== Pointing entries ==
- - -

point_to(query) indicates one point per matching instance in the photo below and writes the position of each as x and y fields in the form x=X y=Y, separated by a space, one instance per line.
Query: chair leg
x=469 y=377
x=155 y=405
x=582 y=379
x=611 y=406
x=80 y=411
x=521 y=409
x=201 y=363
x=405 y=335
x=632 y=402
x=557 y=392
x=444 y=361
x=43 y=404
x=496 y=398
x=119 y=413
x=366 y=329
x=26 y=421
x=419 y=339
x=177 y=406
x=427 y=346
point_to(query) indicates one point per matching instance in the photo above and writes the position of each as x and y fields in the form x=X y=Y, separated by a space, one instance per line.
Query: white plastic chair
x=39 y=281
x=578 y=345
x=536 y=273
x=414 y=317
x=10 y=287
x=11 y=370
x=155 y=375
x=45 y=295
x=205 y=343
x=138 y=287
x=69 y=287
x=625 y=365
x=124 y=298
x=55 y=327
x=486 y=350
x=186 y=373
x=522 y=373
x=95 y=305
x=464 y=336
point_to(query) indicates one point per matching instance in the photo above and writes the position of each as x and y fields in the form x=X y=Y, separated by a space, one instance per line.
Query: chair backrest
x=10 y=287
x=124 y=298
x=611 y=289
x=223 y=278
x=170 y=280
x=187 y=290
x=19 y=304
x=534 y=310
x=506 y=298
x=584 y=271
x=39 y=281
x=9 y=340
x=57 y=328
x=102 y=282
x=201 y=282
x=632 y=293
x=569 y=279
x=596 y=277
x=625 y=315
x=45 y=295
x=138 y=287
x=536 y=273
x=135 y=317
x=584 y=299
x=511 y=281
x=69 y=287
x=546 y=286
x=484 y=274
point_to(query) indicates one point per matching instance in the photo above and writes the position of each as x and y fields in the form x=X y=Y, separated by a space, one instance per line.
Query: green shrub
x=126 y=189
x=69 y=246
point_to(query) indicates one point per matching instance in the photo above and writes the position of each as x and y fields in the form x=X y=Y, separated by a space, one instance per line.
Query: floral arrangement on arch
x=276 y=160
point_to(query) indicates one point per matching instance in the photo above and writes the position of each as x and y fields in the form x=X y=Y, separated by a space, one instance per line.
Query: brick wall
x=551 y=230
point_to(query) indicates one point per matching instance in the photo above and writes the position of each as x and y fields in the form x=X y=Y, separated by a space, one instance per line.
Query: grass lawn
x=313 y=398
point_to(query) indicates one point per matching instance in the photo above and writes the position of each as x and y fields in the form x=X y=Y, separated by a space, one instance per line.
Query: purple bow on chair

- - -

== WHAT YOU NEED TO DO ==
Please copy the entries from the start through the line containing "x=464 y=336", text lines included, and decrease every x and y coordinate by 14.

== OUTPUT FOR THIS TASK ==
point_to(query) indicates one point per matching instance in the photo below and writes the position of each as x and y fields in the form x=X y=Y, separated by a space, one instance per line.
Query: chair leg
x=455 y=363
x=141 y=391
x=568 y=365
x=597 y=392
x=66 y=397
x=507 y=395
x=187 y=349
x=391 y=321
x=618 y=388
x=543 y=378
x=430 y=347
x=29 y=390
x=482 y=384
x=105 y=399
x=352 y=315
x=12 y=407
x=405 y=325
x=163 y=392
x=413 y=332
point_to(query) indicates one point per matching instance in the photo above and writes the position of each as x and y fields in the form x=X y=Y, separated by a space, one instance per line.
Query: white plastic chair
x=25 y=267
x=564 y=331
x=522 y=259
x=400 y=303
x=-4 y=273
x=-3 y=356
x=141 y=361
x=31 y=281
x=191 y=329
x=124 y=273
x=55 y=273
x=611 y=351
x=110 y=284
x=41 y=313
x=472 y=336
x=172 y=359
x=508 y=359
x=81 y=291
x=450 y=322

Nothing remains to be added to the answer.